Material for this task ->
[Start of Attachment]

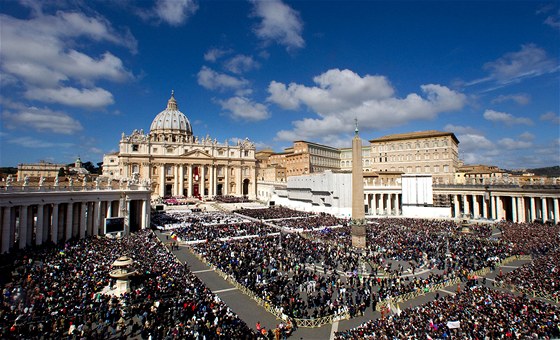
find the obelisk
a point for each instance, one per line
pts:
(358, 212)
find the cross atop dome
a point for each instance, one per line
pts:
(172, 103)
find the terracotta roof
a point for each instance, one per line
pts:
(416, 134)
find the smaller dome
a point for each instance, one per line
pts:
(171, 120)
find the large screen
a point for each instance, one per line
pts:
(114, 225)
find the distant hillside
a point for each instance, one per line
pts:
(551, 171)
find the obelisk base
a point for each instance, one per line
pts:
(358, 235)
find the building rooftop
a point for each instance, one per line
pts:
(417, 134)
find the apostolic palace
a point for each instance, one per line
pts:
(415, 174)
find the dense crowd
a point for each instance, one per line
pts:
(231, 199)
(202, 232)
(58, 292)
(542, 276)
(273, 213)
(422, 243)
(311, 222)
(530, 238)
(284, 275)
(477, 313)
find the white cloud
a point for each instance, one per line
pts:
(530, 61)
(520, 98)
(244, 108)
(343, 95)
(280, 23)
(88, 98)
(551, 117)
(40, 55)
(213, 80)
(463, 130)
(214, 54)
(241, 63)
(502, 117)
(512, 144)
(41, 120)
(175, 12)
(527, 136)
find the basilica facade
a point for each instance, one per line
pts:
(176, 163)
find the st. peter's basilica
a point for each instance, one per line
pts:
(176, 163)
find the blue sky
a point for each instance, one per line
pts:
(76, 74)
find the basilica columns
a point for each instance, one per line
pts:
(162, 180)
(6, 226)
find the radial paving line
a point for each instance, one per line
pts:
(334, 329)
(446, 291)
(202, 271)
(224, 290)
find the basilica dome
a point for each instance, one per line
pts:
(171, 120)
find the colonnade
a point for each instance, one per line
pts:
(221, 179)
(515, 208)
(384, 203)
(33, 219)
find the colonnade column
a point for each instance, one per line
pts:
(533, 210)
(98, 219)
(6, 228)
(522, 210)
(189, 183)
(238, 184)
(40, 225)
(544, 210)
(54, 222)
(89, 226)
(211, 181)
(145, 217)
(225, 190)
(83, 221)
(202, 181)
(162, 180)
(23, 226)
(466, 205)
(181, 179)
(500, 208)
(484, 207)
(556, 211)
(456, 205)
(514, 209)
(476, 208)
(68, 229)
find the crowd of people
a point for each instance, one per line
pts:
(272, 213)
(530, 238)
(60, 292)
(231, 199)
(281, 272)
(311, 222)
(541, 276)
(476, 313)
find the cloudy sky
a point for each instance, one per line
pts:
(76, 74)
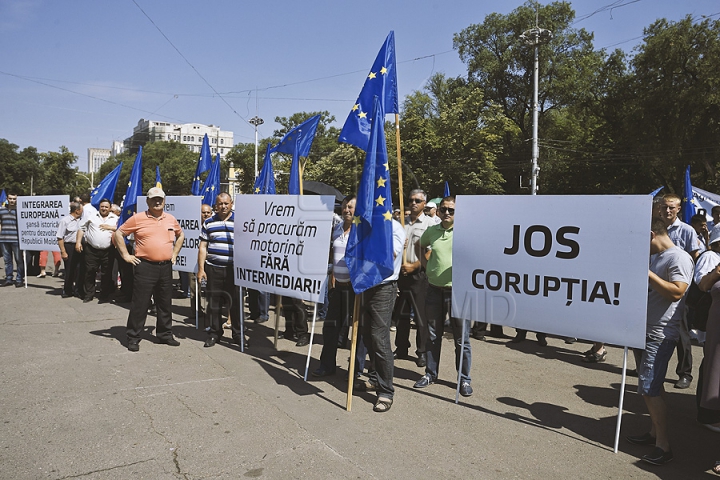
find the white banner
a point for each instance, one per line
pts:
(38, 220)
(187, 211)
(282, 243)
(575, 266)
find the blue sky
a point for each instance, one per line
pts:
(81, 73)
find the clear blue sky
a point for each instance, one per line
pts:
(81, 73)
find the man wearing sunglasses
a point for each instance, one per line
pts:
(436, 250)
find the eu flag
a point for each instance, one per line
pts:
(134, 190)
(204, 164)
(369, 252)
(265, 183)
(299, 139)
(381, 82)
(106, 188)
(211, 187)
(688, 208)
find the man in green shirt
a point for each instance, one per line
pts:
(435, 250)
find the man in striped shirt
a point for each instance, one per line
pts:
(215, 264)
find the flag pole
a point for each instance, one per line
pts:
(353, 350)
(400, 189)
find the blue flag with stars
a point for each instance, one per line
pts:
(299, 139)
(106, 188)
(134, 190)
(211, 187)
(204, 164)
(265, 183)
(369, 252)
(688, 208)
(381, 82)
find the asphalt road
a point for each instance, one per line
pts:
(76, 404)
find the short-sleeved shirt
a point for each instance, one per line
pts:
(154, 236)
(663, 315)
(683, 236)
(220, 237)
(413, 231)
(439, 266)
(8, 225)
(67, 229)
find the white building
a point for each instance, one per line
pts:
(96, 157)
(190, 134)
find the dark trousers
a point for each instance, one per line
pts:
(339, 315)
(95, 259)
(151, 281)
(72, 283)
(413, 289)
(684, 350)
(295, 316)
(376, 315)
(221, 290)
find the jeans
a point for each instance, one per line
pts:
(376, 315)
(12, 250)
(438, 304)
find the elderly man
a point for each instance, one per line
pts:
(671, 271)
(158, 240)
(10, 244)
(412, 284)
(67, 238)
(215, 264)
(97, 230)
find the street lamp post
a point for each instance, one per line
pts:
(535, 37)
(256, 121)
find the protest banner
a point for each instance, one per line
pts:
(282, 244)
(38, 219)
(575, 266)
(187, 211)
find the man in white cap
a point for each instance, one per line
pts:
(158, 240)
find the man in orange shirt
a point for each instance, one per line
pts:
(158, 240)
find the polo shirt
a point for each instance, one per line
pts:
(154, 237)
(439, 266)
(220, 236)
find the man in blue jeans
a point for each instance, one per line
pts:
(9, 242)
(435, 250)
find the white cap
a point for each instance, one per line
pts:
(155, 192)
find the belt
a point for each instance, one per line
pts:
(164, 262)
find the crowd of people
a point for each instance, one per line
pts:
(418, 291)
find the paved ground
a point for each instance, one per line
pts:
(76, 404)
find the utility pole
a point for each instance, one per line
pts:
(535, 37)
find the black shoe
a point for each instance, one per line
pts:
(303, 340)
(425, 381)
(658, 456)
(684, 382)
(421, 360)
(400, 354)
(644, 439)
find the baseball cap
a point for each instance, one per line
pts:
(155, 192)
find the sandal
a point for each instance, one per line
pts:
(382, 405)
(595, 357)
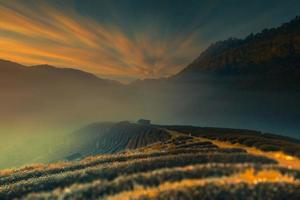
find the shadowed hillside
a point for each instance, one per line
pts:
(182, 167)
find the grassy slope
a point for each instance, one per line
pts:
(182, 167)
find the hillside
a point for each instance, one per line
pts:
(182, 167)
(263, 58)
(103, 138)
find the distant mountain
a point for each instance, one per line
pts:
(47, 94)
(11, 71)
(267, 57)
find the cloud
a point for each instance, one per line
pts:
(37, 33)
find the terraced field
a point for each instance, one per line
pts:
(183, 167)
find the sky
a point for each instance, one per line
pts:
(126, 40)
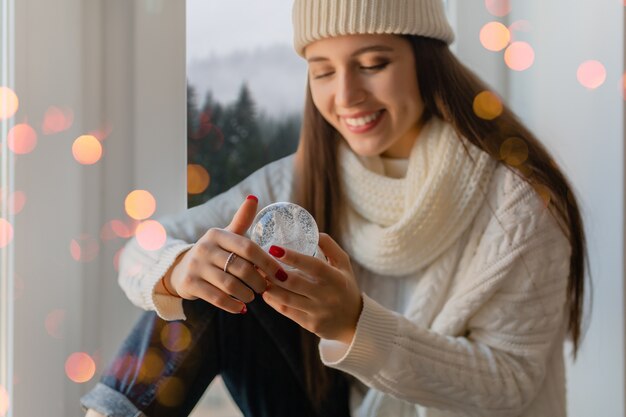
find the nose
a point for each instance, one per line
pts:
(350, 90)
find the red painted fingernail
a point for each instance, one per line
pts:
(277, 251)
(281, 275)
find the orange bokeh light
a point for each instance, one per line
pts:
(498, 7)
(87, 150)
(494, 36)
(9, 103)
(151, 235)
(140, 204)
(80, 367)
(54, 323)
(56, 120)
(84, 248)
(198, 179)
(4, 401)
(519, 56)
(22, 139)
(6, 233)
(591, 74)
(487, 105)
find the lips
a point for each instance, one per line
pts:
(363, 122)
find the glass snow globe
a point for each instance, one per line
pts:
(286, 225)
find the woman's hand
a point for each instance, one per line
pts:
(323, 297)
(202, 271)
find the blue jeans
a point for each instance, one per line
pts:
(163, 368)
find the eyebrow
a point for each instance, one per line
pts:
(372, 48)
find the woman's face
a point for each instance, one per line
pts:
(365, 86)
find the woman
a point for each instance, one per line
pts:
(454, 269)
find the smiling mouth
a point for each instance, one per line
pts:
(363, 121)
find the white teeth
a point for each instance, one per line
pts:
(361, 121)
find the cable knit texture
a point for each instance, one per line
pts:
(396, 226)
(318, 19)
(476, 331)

[End of Attachment]
[Start of Attachment]

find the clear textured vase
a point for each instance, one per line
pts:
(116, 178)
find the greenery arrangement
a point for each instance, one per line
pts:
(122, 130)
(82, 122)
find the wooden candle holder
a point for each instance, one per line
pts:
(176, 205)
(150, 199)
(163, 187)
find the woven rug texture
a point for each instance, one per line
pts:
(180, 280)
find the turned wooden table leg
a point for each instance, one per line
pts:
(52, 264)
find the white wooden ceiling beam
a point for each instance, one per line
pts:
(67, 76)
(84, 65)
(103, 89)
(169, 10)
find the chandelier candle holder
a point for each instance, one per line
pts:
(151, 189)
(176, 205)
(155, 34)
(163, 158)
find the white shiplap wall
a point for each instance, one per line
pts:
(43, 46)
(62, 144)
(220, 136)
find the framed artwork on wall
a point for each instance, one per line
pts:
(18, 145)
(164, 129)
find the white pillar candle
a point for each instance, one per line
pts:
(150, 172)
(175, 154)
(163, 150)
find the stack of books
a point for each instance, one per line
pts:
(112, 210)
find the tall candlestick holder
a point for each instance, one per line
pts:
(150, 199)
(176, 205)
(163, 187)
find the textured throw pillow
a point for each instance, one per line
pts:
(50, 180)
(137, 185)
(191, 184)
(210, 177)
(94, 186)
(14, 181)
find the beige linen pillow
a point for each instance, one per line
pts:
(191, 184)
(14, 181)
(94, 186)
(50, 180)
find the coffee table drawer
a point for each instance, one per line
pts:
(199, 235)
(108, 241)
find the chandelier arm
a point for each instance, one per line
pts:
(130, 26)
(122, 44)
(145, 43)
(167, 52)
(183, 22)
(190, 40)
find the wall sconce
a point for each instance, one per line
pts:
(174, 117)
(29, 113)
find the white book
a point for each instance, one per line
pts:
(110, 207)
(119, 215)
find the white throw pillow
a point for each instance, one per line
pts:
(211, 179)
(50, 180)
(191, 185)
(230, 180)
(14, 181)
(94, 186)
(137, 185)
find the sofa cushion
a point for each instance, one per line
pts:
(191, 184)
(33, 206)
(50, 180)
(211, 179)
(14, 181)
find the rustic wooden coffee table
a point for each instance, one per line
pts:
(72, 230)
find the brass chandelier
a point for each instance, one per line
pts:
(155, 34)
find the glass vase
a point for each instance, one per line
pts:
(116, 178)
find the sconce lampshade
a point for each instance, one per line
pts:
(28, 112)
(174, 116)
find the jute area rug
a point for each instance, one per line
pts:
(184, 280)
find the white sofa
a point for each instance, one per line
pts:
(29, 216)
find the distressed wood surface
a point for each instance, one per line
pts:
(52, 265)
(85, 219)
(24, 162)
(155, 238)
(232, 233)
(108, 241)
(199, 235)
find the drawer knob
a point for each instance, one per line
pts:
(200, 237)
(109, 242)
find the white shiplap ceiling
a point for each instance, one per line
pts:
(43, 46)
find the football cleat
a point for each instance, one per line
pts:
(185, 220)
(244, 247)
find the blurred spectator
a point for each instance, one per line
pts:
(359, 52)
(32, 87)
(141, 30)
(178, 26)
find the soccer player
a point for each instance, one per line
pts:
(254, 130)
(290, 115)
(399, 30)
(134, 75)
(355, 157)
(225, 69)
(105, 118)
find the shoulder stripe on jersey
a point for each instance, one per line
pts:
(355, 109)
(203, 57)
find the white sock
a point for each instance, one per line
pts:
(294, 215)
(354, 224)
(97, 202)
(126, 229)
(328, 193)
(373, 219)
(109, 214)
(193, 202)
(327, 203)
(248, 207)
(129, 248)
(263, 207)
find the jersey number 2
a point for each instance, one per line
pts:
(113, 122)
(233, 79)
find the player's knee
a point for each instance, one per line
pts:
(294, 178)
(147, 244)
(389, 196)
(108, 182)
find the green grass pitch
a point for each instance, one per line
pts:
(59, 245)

[End of Attachment]
[Start of Attachment]

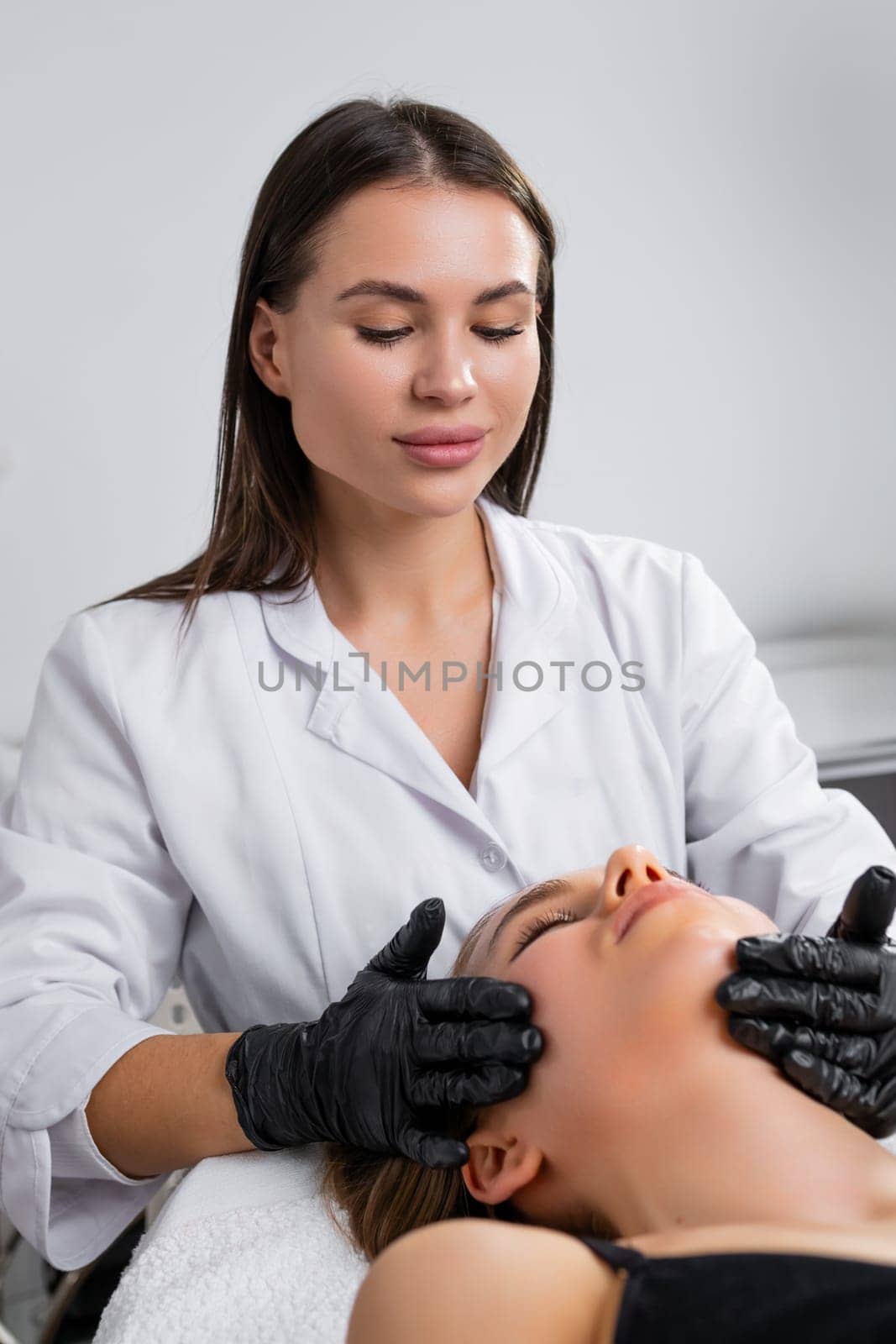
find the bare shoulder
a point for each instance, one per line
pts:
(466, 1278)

[End of Attachment]

What the task requires -> Across the listing above, count the lines that include "shoulder" and give the figure with no other words.

Exercise response -> 2